**Stated problem A**
Update the part of the game-chat passage below from "If you’re not" up to and including "any of that." by replacing "wife" with "partner", and give that part again.

**Source passage**
= = =

Me: “Okay, I found X’s body, so it’s clearly Summy.”

Summy: “Oh? And why is that?”

Me: “Because Gary and I have been verified with visual tasks.”

Gary: “I never saw your visual task.”

Me: “We just went over this last meeting. How is it my fault you didn’t do what we all agreed we would do?”

Summy: “Sounds pretty sus.”

I get voted out, crew loses, and then everyone gets back on mic to tell me I don’t defend myself and yell about how I “roll over” because I guess I don’t get angry enough? Like, I don’t understand.

My 2c. Just bail. That may be because I’m a pro at just bailing but that’s what I’d do.

If you’re not going to do that, then the next tac is just being like, “ya’ll have to learn how I sound when I’m telling the truth. If you don’t have great powers of perception, soft spoken folks always seem like they’re rolling over. git gud”

That’s something you’ll have to discuss with your wife, mate, not us. We don’t really know her, what she might have said, or any of that.

= = =

**Stated problem B**
Recast the records below, from the line with "Check that every instance of the wood grain" up to and including the line with "[[779, 394]]", as a Markdown table with the columns n (row number) and Line, leaving out blank lines and the pictures.

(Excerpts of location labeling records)

= = =

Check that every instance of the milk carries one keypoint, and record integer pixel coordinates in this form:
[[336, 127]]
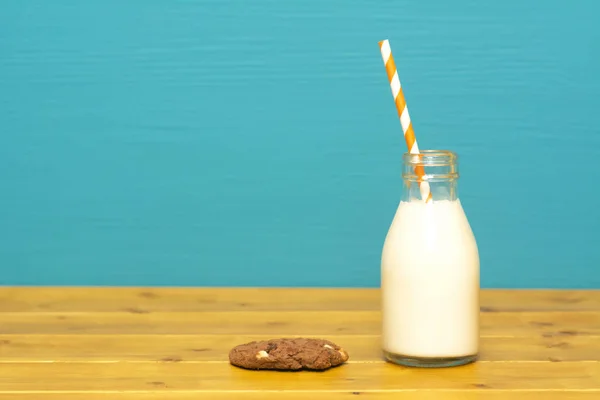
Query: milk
[[430, 282]]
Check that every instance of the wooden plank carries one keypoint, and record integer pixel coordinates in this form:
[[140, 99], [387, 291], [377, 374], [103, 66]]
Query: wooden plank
[[350, 377], [100, 299], [278, 323], [210, 348], [314, 395]]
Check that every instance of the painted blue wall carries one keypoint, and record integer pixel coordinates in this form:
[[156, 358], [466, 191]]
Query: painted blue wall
[[234, 142]]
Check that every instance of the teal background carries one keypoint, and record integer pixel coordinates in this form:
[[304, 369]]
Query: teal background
[[255, 143]]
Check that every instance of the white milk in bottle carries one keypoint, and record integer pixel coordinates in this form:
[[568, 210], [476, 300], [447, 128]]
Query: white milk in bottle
[[430, 270]]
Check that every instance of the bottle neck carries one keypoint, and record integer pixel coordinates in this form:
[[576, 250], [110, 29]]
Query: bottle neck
[[440, 190], [430, 171]]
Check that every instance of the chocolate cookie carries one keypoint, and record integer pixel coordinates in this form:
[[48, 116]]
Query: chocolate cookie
[[288, 354]]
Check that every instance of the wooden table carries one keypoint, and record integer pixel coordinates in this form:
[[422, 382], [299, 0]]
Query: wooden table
[[149, 343]]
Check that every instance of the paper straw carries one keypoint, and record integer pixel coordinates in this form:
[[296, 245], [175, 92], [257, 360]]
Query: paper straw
[[409, 134]]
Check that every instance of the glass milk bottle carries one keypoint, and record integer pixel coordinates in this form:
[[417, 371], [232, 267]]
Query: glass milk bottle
[[430, 270]]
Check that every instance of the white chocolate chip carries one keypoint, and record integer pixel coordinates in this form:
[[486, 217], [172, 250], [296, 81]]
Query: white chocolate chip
[[262, 354]]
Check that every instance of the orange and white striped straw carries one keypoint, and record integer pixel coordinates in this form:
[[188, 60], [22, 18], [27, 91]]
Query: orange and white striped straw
[[409, 134]]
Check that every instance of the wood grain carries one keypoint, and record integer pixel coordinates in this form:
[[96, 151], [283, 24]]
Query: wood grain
[[350, 377], [143, 344], [278, 323], [211, 348], [475, 394], [77, 299]]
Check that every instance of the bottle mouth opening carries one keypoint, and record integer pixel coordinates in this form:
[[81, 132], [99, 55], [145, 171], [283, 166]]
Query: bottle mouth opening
[[430, 165], [432, 158]]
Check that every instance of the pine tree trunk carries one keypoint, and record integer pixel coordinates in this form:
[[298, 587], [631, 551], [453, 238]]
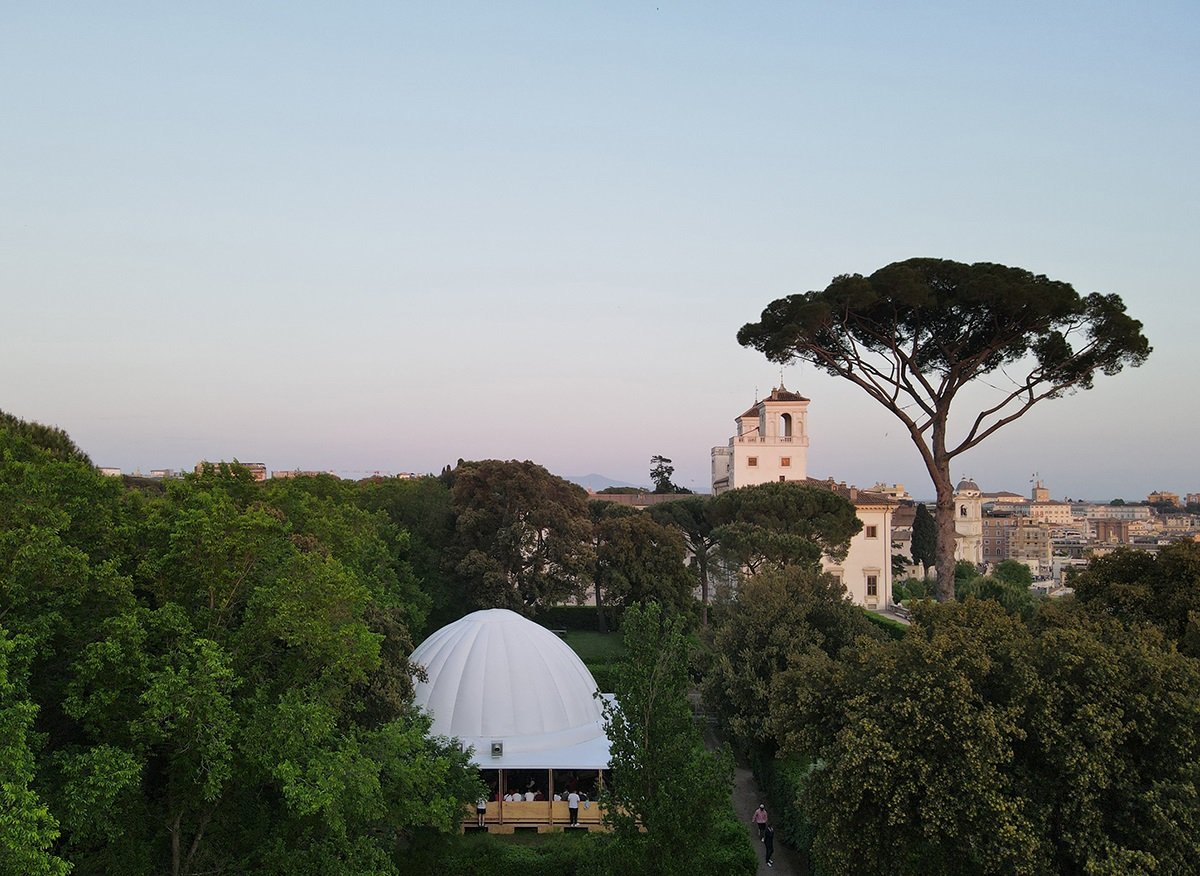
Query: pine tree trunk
[[947, 535]]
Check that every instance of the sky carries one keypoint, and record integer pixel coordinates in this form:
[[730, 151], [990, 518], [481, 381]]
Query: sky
[[389, 235]]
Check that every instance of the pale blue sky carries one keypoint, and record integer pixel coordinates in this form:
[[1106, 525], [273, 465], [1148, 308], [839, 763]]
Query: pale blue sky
[[389, 235]]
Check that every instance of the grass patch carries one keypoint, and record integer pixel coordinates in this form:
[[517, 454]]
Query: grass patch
[[595, 647], [894, 628]]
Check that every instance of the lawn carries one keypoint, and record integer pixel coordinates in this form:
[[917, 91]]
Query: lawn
[[595, 647]]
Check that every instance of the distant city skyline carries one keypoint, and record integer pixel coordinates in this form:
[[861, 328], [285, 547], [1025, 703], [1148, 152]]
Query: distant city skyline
[[388, 237]]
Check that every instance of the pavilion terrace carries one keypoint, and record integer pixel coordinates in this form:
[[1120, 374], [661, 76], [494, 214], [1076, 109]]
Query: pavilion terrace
[[527, 707]]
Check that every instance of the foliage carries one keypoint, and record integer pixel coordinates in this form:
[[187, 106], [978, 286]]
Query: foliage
[[569, 617], [28, 829], [915, 334], [49, 438], [964, 571], [912, 588], [1014, 597], [977, 744], [420, 511], [660, 475], [696, 520], [639, 561], [521, 538], [924, 538], [219, 672], [784, 523], [783, 783], [894, 629], [780, 619], [1143, 588], [663, 779]]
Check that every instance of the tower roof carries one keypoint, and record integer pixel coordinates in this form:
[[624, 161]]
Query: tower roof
[[779, 394]]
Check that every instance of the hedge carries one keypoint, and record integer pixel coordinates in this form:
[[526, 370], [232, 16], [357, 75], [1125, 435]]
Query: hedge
[[783, 779]]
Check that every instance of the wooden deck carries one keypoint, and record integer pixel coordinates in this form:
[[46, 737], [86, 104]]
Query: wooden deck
[[539, 815]]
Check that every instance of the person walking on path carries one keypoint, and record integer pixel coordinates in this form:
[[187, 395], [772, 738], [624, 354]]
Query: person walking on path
[[760, 819]]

= = =

**Complete response A**
If you’re not going to do that, then the next tac is just being like, “ya’ll have to learn how I sound when I’m telling the truth. If you don’t have great powers of perception, soft spoken folks always seem like they’re rolling over. git gud”

That’s something you’ll have to discuss with your partner, mate, not us. We don’t really know her, what she might have said, or any of that.

**Complete response B**
| n | Line |
|---|---|
| 1 | Check that every instance of the wood grain carries one keypoint, and record integer pixel coordinates in this form: |
| 2 | [[96, 151], [283, 24]] |
| 3 | Query: wood grain |
| 4 | [[350, 377], [143, 344], [278, 323], [211, 348], [475, 394], [77, 299]] |
| 5 | Check that every instance of the bottle mouth opening carries one keypoint, and record integer pixel coordinates in this form: |
| 6 | [[81, 132], [99, 55], [145, 171], [283, 166]] |
| 7 | Query: bottle mouth opening |
| 8 | [[430, 165], [432, 158]] |
| 9 | Check that every instance of the pine tree trunk carries one keypoint, and record integer pixel coordinates in this form: |
| 10 | [[298, 587], [631, 551], [453, 238]] |
| 11 | Query: pine tree trunk |
| 12 | [[947, 535]] |
| 13 | Check that every instance of the sky carries one keypoint, and record integer pixel coordinates in this form: |
| 14 | [[730, 151], [990, 518], [481, 381]] |
| 15 | Query: sky |
| 16 | [[389, 235]] |
| 17 | Check that every instance of the pale blue sky carries one keypoint, and record integer pixel coordinates in this form: |
| 18 | [[1106, 525], [273, 465], [1148, 308], [839, 763]] |
| 19 | Query: pale blue sky |
| 20 | [[389, 235]] |
| 21 | Check that every instance of the grass patch carries one keypoint, and record integer pixel coordinates in this form: |
| 22 | [[517, 454]] |
| 23 | Query: grass patch |
| 24 | [[595, 647], [894, 628]] |
| 25 | Check that every instance of the lawn carries one keypoint, and record integer pixel coordinates in this form: |
| 26 | [[917, 91]] |
| 27 | Query: lawn |
| 28 | [[595, 647]] |
| 29 | Check that every instance of the distant city skyline carries one keypoint, and record integer pixel coordinates in this form: |
| 30 | [[861, 328], [285, 547], [1025, 703], [1148, 152]] |
| 31 | Query: distant city skyline |
| 32 | [[388, 237]] |
| 33 | Check that every instance of the pavilion terrace carries one keypoint, and record integer pixel coordinates in this form: |
| 34 | [[1120, 374], [661, 76], [494, 214], [1076, 109]] |
| 35 | Query: pavilion terrace |
| 36 | [[527, 707]] |
| 37 | Check that every instance of the foliage carries one keypoint, and record integer pixel coordinates in this form: |
| 38 | [[187, 106], [978, 286]] |
| 39 | Query: foliage |
| 40 | [[569, 617], [28, 829], [915, 334], [49, 438], [964, 571], [912, 588], [1014, 597], [977, 744], [420, 511], [660, 475], [696, 520], [639, 561], [521, 538], [924, 538], [219, 672], [784, 523], [783, 783], [894, 629], [780, 619], [1143, 588], [663, 779]] |
| 41 | Check that every instance of the tower roof carries one keypoint, and record integer pixel coordinates in this form: |
| 42 | [[624, 161]] |
| 43 | Query: tower roof |
| 44 | [[779, 394]] |